待办任务 |
**a.** 根据摘录回答:
(i) 使用具体URL向Web API请求特定信息的这种请求叫什么?
(ii) 安装Requests要用哪条命令?
(iii) 地址末尾的&sort=stars起什么作用?
**b.** 输出摘录中从“repositories后面”到“r = requests.get(url,headers=headers)”之间的原文,包括这两处在内,一字不改。

摘录 |

+++++

今天是数据分析的最后一天,明天开始就将进入web的世界了。我们一步步来,先把今天的API搞定。不过这两天的内容看似简单,但以后估计真要做的时候还要回头看。否则还是不知道如何下手。
17.1 使用Web API
Web API是网站的一部分,用于与使用具体URL请求特定信息的程序交互。这种请求称为API调用。
17.1.1 Git和GitHub
GitHub的名字来自Git,是一个分布式版本控制系统,帮助人们管理为项目所做的工作,避免一个人所做的修改影响其他人所做的修改。
17.1.2 使用API调用请求数据
要知道API调用是什么样的,请在浏览器的地址栏输入如下地址并按回车键:
https://api.github.com/search/repositories?q=language:python&sort=stars
(胭惜雨:手打网址真是累......)
这个调用返回GitHub当前托管了多少个Python项目,以及有关最受欢迎的Python仓库的信息。
开头的https://api.github.com/将请求发送到GitHub网站中相应API调用的部分,接下来的search/repositories 让API搜索GitHub上的所有仓库。
repositories后面的问号指出需要传递一个实参。q表示查询,而等号让我们能够开始制定查询。我们使用language:python指出指向获取主要语言为Python的仓库的信息。最后的&sort=stars指定将项目按星级排序。
17.1.3 安装Requests
Requests包让Python程序能够轻松地向网站请求信息并检查返回的响应。要安装requests,可使用pip:
$ python -m pip install --user requests
17.1.4 处理API响应
import requests
# 执行API调用并存储响应
url = 'https://api.github.com/search/repositories?q=language:python&sort=stars'
headers = {'Accept':'application/vnd.github.v3+json'}
r = requests.get(url,headers=headers)

+++++

所给资料 |
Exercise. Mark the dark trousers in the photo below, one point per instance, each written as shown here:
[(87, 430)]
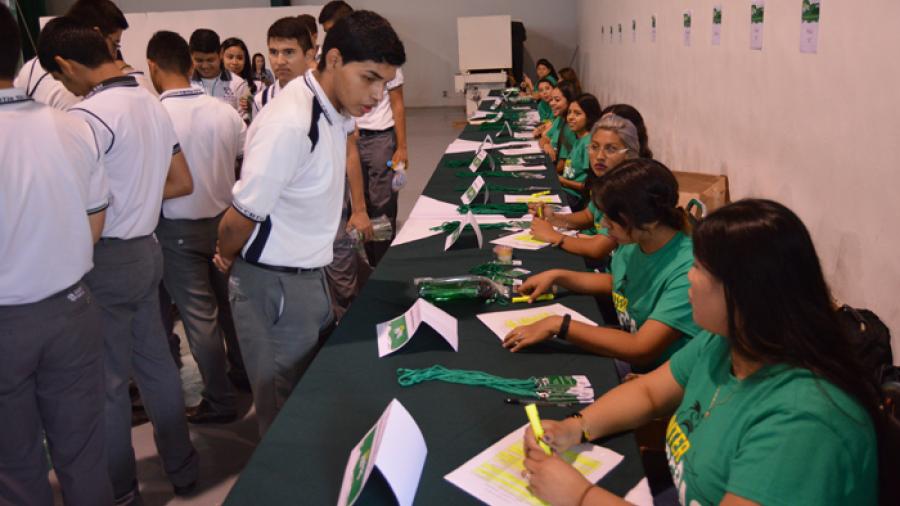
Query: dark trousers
[(51, 381), (125, 281)]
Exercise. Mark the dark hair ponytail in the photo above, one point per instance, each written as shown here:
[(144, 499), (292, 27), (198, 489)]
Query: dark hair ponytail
[(640, 192)]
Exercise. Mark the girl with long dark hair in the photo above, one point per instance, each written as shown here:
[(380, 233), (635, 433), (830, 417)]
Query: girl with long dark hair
[(771, 405)]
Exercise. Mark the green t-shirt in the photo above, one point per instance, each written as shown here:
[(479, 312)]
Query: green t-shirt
[(578, 164), (654, 287), (544, 110), (560, 127), (597, 215), (783, 436)]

+++++

各题答案 |
**a.**
(i) API调用。
(ii) $ python -m pip install --user requests
(iii) 指定将项目按星级排序。

**b.**
repositories后面的问号指出需要传递一个实参。q表示查询,而等号让我们能够开始制定查询。我们使用language:python指出指向获取主要语言为Python的仓库的信息。最后的&sort=stars指定将项目按星级排序。
17.1.3 安装Requests
Requests包让Python程序能够轻松地向网站请求信息并检查返回的响应。要安装requests,可使用pip:
$ python -m pip install --user requests
17.1.4 处理API响应
import requests
# 执行API调用并存储响应
url = 'https://api.github.com/search/repositories?q=language:python&sort=stars'
headers = {'Accept':'application/vnd.github.v3+json'}
r = requests.get(url,headers=headers)